_EXERCISE GOAL_. Repeat, exactly and alone, every line from the line that contains "Could you point at the pine" to the end of the entries.

_EXERCISE INPUTS_.
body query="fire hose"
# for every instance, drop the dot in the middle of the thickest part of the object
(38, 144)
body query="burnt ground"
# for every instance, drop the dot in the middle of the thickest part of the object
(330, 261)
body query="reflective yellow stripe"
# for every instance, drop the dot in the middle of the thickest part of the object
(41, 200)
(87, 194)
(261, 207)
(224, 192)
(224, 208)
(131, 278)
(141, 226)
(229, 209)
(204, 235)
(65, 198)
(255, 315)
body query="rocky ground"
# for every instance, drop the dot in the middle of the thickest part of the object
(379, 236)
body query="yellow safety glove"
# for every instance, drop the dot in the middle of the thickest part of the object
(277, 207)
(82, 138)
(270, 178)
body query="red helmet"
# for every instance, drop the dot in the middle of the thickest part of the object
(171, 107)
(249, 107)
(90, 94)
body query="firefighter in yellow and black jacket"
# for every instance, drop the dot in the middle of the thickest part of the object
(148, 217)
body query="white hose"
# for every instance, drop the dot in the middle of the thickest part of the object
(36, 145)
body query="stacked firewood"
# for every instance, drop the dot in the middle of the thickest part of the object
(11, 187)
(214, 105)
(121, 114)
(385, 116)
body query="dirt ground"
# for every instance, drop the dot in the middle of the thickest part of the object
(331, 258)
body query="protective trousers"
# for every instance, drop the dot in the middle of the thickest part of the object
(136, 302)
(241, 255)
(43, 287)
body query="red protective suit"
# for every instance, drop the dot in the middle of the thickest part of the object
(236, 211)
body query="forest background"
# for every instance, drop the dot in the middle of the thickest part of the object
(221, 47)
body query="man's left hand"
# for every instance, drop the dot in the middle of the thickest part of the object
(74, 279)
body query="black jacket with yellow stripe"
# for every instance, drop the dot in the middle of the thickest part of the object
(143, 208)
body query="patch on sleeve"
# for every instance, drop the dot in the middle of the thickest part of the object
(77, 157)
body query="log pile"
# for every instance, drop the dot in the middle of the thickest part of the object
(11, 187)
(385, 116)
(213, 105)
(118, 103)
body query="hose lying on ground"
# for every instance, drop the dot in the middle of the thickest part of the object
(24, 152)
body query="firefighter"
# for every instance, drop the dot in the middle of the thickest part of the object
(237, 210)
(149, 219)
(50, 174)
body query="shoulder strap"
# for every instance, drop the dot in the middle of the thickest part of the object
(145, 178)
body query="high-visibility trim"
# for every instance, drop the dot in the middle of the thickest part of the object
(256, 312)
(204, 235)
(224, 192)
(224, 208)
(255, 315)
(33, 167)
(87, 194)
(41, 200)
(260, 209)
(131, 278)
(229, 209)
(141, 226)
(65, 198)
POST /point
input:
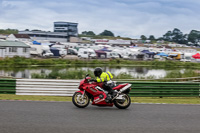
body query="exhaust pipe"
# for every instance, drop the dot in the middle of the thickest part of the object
(122, 90)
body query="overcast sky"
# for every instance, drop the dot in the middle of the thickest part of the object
(127, 18)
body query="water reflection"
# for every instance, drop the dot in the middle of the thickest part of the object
(133, 71)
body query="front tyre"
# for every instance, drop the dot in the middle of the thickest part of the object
(79, 101)
(123, 104)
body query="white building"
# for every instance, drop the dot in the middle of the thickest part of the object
(14, 48)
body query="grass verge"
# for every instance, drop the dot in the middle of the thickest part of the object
(168, 100)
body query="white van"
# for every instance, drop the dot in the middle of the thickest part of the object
(40, 50)
(113, 55)
(86, 53)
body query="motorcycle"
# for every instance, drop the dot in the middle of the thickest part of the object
(93, 90)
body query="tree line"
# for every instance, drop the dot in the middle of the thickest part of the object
(193, 38)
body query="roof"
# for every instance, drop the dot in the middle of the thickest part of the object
(13, 44)
(22, 36)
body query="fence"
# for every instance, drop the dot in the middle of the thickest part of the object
(51, 87)
(7, 86)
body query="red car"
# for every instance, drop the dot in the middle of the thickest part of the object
(93, 90)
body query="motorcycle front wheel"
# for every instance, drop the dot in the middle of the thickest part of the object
(79, 100)
(123, 104)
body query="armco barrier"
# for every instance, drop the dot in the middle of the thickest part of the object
(55, 87)
(7, 86)
(164, 89)
(47, 87)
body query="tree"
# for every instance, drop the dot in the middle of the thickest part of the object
(91, 33)
(143, 37)
(106, 33)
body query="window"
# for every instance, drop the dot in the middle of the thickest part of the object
(12, 49)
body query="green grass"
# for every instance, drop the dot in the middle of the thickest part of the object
(27, 62)
(168, 100)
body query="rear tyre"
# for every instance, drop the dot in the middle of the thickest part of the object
(123, 104)
(80, 102)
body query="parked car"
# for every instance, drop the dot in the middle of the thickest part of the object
(86, 53)
(40, 50)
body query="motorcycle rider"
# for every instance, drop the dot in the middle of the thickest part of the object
(106, 78)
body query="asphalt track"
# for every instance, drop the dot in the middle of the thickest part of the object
(64, 117)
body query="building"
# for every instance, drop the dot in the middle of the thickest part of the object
(62, 32)
(14, 48)
(18, 37)
(66, 27)
(118, 42)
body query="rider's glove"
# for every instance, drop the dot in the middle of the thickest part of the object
(93, 80)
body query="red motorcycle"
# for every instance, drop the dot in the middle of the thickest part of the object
(93, 90)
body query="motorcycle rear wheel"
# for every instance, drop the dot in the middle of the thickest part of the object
(80, 102)
(123, 105)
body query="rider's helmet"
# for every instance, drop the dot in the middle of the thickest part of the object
(97, 71)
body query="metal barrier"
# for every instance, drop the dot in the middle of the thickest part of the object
(47, 87)
(51, 87)
(7, 86)
(164, 89)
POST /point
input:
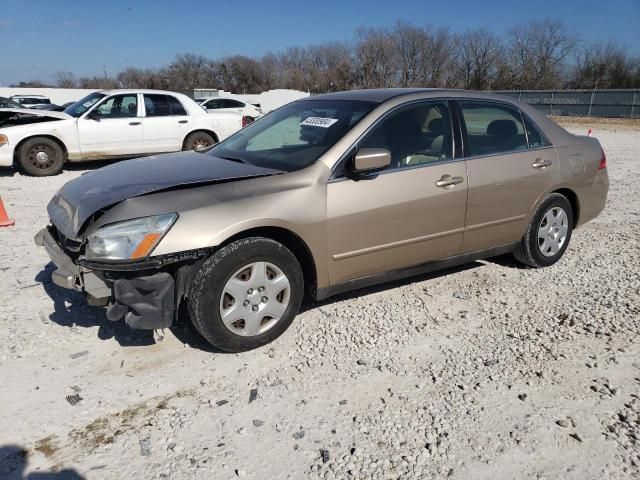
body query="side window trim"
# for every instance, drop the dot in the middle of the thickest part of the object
(177, 100)
(527, 119)
(338, 170)
(104, 100)
(514, 110)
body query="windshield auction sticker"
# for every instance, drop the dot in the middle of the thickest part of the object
(321, 122)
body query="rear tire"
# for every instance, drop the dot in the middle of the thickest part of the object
(198, 141)
(257, 285)
(41, 157)
(548, 234)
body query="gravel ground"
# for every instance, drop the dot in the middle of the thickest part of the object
(486, 371)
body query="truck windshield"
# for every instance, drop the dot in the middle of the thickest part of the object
(81, 106)
(295, 135)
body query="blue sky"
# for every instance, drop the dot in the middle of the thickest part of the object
(41, 37)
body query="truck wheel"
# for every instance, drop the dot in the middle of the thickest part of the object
(41, 157)
(199, 141)
(246, 294)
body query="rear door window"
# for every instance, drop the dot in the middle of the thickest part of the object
(175, 106)
(162, 105)
(232, 104)
(536, 139)
(156, 105)
(120, 106)
(492, 128)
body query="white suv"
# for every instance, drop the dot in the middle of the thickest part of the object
(109, 124)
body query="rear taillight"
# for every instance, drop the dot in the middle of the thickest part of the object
(603, 160)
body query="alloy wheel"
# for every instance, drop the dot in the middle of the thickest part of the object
(254, 299)
(552, 231)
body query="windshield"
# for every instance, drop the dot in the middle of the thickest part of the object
(78, 108)
(8, 103)
(295, 135)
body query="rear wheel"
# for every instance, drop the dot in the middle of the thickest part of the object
(246, 294)
(41, 156)
(199, 141)
(548, 233)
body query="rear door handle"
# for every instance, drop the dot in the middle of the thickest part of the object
(539, 163)
(448, 181)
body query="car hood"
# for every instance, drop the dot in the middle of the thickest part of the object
(82, 197)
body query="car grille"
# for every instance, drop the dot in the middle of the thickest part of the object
(71, 247)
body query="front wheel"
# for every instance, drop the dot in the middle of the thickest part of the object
(548, 233)
(199, 141)
(41, 157)
(246, 294)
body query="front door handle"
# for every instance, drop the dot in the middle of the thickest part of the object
(448, 181)
(539, 163)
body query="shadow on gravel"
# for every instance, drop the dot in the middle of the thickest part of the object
(72, 310)
(7, 172)
(506, 260)
(71, 167)
(13, 462)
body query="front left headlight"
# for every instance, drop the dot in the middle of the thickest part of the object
(128, 240)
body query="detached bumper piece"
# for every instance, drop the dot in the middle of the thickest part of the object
(144, 302)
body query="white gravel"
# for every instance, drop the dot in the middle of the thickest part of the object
(488, 371)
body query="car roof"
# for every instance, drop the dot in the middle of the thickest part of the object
(381, 95)
(28, 96)
(138, 90)
(376, 95)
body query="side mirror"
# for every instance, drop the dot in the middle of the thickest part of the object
(94, 114)
(371, 159)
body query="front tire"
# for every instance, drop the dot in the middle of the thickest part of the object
(198, 141)
(246, 294)
(548, 233)
(41, 157)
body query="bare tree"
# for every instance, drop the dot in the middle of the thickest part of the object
(536, 55)
(478, 58)
(375, 59)
(538, 52)
(65, 80)
(605, 66)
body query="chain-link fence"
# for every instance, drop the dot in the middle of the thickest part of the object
(582, 103)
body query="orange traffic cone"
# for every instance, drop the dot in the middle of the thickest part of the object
(4, 218)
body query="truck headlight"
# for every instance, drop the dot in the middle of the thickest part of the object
(128, 240)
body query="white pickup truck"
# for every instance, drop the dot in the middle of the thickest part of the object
(109, 124)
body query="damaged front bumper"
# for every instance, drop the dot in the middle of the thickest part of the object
(145, 298)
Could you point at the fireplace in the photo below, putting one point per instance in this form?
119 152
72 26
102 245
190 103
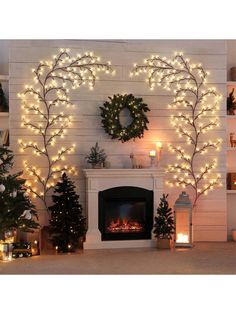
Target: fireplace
121 215
125 213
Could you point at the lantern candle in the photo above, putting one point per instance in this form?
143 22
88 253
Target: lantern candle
159 149
152 155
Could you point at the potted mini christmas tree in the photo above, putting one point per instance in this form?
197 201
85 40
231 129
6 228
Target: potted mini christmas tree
231 103
16 210
164 224
96 157
67 223
3 102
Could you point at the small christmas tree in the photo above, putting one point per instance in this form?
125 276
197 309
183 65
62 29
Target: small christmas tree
16 209
67 224
164 222
96 157
3 102
231 103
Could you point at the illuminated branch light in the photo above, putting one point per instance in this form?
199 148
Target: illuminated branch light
53 80
188 81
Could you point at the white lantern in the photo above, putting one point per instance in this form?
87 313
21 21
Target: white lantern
183 221
2 188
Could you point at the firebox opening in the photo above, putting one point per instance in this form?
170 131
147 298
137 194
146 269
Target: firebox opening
125 213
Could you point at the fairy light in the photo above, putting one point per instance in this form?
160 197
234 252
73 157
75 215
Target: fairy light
53 80
193 100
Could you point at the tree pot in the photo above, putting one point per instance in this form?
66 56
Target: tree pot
97 166
234 234
163 244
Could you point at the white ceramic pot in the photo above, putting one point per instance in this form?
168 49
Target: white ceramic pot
234 234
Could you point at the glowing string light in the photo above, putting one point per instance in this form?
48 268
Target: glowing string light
53 80
195 106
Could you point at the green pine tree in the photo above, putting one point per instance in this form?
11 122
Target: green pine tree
16 209
164 222
67 224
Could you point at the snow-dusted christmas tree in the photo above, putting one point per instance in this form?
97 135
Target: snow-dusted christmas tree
16 209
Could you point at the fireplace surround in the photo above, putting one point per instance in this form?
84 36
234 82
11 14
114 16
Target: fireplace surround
125 213
138 190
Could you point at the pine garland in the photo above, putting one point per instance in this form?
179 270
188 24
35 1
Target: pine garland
110 113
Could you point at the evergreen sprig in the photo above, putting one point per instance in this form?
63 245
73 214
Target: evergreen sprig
67 223
14 200
164 222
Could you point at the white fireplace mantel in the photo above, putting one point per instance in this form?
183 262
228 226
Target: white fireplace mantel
101 179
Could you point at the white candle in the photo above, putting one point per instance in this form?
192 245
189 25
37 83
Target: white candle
152 153
182 238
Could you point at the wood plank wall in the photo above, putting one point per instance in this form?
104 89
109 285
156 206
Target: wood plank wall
210 218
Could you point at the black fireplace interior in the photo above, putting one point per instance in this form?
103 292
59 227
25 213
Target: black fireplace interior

_REPLY TO THE TASK_.
Could you point at the pine garland in the photo above, putting one point per instance in this form?
179 270
188 24
35 1
Target: pine garland
110 113
Could you point at the evergreen sprig in the photo above, putting one point per instance in this form?
63 245
73 214
Target: evergreen sprig
67 223
14 200
164 222
Could you point at the white fireplace mantel in the photo above, putting one point per instance in this form?
183 262
228 226
Target: white fireplace mantel
101 179
Could you point at the white candle in the photo above, putting one point per instance in this form?
192 245
189 25
37 83
Target: white candle
152 153
182 238
Could you point at the wood plank wall in the photo above, putting one point per instance in this form?
104 89
109 285
156 206
Target: wood plank wall
210 218
Could you point at the black fireplace interior in the photo above, putting one point per instance in this form?
103 292
59 227
25 213
Target: black fireplace interior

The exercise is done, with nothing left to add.